Given information:
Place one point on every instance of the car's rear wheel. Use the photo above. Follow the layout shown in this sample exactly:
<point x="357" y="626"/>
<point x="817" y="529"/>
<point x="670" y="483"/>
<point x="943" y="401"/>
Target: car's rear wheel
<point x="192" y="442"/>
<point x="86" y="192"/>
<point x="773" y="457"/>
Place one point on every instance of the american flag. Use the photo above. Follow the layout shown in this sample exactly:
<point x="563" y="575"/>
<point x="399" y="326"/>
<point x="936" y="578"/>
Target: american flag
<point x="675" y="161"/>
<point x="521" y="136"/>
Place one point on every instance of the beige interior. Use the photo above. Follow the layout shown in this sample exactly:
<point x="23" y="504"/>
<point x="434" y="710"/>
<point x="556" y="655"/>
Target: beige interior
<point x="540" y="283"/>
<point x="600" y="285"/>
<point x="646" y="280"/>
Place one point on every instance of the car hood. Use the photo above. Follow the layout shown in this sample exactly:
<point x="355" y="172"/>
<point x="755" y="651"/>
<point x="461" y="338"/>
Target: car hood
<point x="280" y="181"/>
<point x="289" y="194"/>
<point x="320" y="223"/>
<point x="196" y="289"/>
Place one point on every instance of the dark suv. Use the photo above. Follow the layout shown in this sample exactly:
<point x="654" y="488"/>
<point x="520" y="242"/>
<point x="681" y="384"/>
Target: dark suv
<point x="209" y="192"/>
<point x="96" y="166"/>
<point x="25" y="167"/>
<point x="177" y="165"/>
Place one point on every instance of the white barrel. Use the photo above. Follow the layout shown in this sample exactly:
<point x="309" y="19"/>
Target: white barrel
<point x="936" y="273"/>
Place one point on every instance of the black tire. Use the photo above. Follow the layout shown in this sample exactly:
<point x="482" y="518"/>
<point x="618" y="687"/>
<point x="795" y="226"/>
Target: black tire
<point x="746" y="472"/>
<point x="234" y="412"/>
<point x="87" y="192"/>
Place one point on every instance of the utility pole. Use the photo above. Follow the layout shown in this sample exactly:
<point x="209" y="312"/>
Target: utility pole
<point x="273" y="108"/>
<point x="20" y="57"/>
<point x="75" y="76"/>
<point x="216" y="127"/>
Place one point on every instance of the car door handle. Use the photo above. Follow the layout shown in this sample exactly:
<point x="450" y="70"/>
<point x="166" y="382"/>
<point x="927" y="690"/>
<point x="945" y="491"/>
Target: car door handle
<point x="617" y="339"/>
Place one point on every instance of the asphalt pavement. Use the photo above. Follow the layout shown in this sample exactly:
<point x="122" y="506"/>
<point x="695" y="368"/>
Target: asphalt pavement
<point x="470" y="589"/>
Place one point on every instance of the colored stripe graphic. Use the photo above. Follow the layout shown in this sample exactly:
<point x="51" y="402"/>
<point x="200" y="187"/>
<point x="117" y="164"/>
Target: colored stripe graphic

Directions:
Reproduce all of the records above word for word, leaving nothing out and changing nothing.

The solution:
Place one point on every instance of the car's rear wheel. Use the photo above. Follow the layout shown in this sample exactly:
<point x="357" y="626"/>
<point x="817" y="529"/>
<point x="670" y="483"/>
<point x="943" y="401"/>
Target: car's rear wheel
<point x="192" y="442"/>
<point x="86" y="192"/>
<point x="773" y="457"/>
Place one point on every instance of the american flag. Use the photo above. Follow the layout shown in this sample exactly:
<point x="563" y="575"/>
<point x="399" y="326"/>
<point x="936" y="578"/>
Target: american flag
<point x="675" y="161"/>
<point x="521" y="136"/>
Place one point on every instance of the beige interior. Use the photo above. Follow the layout shown in this sample exactly:
<point x="23" y="504"/>
<point x="434" y="710"/>
<point x="556" y="655"/>
Target: beige interior
<point x="540" y="283"/>
<point x="600" y="285"/>
<point x="646" y="280"/>
Place one point on every instance of the car hood. Use the photo above. Follow the layout shown in this sample exactly:
<point x="355" y="172"/>
<point x="755" y="651"/>
<point x="461" y="338"/>
Target: car hood
<point x="280" y="181"/>
<point x="289" y="194"/>
<point x="320" y="223"/>
<point x="196" y="289"/>
Place one point on every instance of the dark suv. Use the photo above. Follow the layout shown in this sample exactly:
<point x="654" y="488"/>
<point x="520" y="242"/>
<point x="681" y="384"/>
Target: dark suv
<point x="209" y="192"/>
<point x="96" y="166"/>
<point x="25" y="167"/>
<point x="177" y="165"/>
Place one point on every instance of the white barrel. Use the photo above. Follow the layout shown in this sample exactly:
<point x="309" y="19"/>
Target: white barrel
<point x="936" y="273"/>
Place one point on every instance of the black tire. Use the photo above. Follow the layout shown in this sample exactly:
<point x="482" y="518"/>
<point x="618" y="687"/>
<point x="795" y="226"/>
Target: black tire
<point x="746" y="472"/>
<point x="234" y="412"/>
<point x="87" y="192"/>
Place one point on every instance of the utility pole. Use the photo above. Follow the layout shown in this sample exactly:
<point x="209" y="312"/>
Target: utility pole
<point x="273" y="108"/>
<point x="20" y="57"/>
<point x="75" y="76"/>
<point x="216" y="127"/>
Place one point on every instance of the car door handle. Use the photo above. Follow the layout shown in this sample exactly:
<point x="450" y="70"/>
<point x="166" y="382"/>
<point x="927" y="690"/>
<point x="945" y="491"/>
Target: car door handle
<point x="617" y="339"/>
Place one point on every instance of the asphalt pavement. Use the photo above. Follow the layout shown in this sample exactly:
<point x="122" y="506"/>
<point x="695" y="368"/>
Target: asphalt pavement
<point x="470" y="589"/>
Place one point on every instance of the colored stripe graphic. Use the photo above. Follow the layout shown in this sample exactly:
<point x="51" y="402"/>
<point x="200" y="187"/>
<point x="117" y="164"/>
Target: colored stripe graphic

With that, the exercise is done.